[START OF PAGE]
Single by Ne-Yo

from the album Because of You
- Released: July 31, 2007
- Length: 3:48
- Label: Def Jam
- Songwriters: Shaffer Smith; Melvin Sparkman; Marcus Allen;
- Producer: The Heavyweights

Ne-Yo singles chronology
| "Because of You" (2007) | "Do You" (2007) | "Can We Chill" (2007) |

Utada singles chronology
| "Beautiful World" (2007) | "Do You" (2007) | "Stay Gold" (2008) |

= Do You (Ne-Yo song) =

"Do You" is a 2007 single by American singer-songwriter Ne-Yo. It is about Ne-Yo questioning his ex-girlfriend if she ever thinks about him anymore. It is the second single from his second album, Because of You. The single was officially released to radio the week of June 12, 2007. In an interview with BET, Ne-Yo said that "Do You" is the second part to his song "So Sick" from his debut album, In My Own Words.

"Do You" was released on July 30 in the UK as a download only single, despite receiving more video play than follow-up single "Can We Chill" (which received a physical release), resulting in a lower chart position of number 100 there, his lowest charting single.

==Music video==
The video was directed by Melina Matsoukas. It begins with Ne-Yo writing a letter to his ex, asking if she remembers him. It is seemingly difficult, as he crumples up a piece of paper and throws them away. The video cuts to him arguing with his girlfriend, who then leaves the car. The girlfriend later moves on, gets engaged, and births a baby girl. She's then shown on a couch kissing her new boyfriend and lying on his lap, at the same time distant. Ne-Yo then remembers a memory where he is kissing her on the same couch. He then drives and stops at a pay phone and calls his ex to come to the pay phone. But by the time she arrives, he has already left. At the end she imagines herself reuniting with Ne-Yo, picturing them kissing, hugging, and caressing. Ne-Yo premiered "Do You" on BET's Access Granted on May 23, 2007.
[END OF PAGE]
[START OF GIVEN RECORDS]
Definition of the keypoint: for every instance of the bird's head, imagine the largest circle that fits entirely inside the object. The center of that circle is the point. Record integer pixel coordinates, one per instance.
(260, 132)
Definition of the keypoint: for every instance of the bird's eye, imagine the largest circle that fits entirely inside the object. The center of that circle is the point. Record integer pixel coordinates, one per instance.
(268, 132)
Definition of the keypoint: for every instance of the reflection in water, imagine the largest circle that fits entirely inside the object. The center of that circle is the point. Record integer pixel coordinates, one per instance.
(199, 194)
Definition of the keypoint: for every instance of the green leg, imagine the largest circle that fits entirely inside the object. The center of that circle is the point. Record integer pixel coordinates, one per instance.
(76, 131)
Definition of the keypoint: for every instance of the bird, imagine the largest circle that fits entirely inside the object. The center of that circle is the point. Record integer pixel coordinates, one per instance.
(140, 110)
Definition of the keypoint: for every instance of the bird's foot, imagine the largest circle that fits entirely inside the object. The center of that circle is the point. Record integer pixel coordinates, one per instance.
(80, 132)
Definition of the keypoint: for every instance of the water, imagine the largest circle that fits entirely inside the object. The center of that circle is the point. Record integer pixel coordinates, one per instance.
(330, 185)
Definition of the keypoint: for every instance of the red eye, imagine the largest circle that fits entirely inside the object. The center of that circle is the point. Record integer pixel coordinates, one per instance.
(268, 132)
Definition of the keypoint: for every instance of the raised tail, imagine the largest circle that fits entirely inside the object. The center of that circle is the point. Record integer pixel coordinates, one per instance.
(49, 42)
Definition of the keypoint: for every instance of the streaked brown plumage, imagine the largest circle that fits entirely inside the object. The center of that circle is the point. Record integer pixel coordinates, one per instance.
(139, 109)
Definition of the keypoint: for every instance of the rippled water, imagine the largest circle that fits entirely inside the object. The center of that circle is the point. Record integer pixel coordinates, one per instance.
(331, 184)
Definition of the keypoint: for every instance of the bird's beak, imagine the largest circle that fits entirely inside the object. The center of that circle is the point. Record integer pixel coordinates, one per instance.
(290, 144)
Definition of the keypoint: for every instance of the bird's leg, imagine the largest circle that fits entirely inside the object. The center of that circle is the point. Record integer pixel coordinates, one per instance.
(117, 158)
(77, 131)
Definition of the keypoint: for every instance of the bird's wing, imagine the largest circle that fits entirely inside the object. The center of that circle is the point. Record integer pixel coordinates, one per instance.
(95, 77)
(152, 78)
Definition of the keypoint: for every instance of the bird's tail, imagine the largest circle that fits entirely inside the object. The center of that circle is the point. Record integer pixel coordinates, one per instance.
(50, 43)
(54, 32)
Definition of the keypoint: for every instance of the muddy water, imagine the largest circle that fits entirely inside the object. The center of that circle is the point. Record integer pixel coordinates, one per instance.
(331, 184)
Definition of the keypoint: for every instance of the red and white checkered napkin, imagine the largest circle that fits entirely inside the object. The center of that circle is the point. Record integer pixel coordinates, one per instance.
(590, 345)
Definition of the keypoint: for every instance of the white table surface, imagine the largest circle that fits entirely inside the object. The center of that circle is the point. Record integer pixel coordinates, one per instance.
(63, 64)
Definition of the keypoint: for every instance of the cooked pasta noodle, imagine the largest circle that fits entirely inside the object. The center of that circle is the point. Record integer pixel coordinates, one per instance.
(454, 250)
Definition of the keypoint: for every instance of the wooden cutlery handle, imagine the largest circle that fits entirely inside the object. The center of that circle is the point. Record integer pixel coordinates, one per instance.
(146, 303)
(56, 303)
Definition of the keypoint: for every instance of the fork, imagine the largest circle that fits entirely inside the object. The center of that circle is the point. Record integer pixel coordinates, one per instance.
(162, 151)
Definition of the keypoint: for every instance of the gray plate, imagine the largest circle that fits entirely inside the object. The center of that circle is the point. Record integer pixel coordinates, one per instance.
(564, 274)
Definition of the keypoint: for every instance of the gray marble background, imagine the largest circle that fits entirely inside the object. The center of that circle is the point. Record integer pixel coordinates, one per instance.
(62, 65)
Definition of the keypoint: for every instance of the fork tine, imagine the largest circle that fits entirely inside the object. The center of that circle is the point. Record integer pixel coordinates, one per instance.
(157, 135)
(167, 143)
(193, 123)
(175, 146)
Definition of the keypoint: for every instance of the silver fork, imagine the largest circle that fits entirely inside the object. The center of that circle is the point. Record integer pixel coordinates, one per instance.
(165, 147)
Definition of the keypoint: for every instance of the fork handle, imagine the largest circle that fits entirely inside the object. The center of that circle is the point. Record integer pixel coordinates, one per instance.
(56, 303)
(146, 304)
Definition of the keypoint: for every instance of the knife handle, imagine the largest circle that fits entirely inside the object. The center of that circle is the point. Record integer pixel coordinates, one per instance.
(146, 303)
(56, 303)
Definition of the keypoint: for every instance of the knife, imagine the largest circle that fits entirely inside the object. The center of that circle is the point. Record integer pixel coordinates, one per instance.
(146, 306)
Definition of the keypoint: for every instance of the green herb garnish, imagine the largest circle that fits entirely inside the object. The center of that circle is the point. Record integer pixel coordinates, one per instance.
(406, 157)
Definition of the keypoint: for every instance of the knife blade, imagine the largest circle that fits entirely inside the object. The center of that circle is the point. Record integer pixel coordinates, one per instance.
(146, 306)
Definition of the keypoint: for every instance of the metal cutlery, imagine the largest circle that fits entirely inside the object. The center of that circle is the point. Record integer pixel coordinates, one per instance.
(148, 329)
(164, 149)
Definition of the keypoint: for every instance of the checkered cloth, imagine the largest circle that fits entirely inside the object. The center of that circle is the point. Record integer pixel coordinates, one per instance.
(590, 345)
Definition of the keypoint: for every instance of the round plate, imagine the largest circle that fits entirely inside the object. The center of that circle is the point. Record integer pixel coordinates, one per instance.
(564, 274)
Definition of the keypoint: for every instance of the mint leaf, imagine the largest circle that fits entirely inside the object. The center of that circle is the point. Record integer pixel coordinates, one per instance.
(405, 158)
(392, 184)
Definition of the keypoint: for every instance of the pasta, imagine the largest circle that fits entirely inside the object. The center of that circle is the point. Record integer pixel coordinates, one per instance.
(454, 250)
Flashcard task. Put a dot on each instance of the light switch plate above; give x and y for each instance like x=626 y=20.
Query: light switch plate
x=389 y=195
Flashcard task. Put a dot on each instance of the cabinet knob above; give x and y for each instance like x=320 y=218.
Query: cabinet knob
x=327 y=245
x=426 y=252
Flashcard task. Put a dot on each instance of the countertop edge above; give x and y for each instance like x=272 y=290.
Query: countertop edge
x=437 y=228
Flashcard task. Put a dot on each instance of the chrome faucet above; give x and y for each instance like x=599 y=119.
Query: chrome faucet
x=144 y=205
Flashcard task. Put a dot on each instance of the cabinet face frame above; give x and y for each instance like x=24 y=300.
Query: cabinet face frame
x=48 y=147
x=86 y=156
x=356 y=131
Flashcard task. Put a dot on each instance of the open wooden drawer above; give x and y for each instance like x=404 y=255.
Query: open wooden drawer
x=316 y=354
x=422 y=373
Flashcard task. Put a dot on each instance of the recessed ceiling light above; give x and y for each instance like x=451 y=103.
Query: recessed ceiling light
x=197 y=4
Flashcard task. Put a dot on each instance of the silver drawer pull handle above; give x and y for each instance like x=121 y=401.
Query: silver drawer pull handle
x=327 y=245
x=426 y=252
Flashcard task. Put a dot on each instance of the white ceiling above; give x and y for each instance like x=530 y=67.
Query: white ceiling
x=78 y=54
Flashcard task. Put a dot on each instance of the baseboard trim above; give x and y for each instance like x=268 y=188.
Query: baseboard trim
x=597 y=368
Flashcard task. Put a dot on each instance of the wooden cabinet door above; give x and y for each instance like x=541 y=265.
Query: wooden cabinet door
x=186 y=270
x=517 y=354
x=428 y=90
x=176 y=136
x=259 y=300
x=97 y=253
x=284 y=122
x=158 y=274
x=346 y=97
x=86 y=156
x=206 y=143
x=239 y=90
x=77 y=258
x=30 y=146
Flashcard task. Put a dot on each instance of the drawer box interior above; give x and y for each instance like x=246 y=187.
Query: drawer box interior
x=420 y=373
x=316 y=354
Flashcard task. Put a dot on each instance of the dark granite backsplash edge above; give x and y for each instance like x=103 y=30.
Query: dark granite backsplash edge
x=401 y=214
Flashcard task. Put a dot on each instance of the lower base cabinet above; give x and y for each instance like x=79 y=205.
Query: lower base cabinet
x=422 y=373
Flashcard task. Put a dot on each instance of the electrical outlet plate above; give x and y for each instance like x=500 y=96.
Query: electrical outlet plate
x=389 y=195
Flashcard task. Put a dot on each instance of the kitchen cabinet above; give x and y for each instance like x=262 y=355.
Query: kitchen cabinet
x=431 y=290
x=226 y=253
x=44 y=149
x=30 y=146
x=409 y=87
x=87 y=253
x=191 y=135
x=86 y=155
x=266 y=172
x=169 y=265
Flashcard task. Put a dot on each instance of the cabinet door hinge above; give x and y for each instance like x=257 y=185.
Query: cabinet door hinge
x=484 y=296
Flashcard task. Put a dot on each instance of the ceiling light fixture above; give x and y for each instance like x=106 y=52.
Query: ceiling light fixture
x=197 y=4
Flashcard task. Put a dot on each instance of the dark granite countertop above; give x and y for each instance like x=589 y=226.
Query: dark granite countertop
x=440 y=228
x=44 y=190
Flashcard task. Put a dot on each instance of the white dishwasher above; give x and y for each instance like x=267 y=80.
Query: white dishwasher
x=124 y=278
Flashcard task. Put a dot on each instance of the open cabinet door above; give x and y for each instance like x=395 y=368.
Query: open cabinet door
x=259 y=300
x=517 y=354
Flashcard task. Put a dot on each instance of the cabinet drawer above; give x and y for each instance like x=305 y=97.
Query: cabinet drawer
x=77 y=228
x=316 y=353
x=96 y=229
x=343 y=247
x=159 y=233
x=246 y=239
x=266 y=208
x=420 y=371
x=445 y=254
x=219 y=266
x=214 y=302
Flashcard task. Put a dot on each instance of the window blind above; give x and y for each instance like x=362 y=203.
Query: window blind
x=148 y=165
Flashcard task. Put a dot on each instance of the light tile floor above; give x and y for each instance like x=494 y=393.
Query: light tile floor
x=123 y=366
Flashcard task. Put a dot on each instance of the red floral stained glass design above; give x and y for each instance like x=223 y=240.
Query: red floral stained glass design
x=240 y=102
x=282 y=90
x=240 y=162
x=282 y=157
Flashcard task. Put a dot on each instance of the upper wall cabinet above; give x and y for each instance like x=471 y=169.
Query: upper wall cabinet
[END OF GIVEN RECORDS]
## AIM
Rewrite the song article from "Utada singles chronology" to "lowest charting single.", substituting "former girlfriend" for "ex-girlfriend".

## EXERCISE OUTPUT
Utada singles chronology
| "Beautiful World" (2007) | "Do You" (2007) | "Stay Gold" (2008) |

= Do You (Ne-Yo song) =

"Do You" is a 2007 single by American singer-songwriter Ne-Yo. It is about Ne-Yo questioning his former girlfriend if she ever thinks about him anymore. It is the second single from his second album, Because of You. The single was officially released to radio the week of June 12, 2007. In an interview with BET, Ne-Yo said that "Do You" is the second part to his song "So Sick" from his debut album, In My Own Words.

"Do You" was released on July 30 in the UK as a download only single, despite receiving more video play than follow-up single "Can We Chill" (which received a physical release), resulting in a lower chart position of number 100 there, his lowest charting single.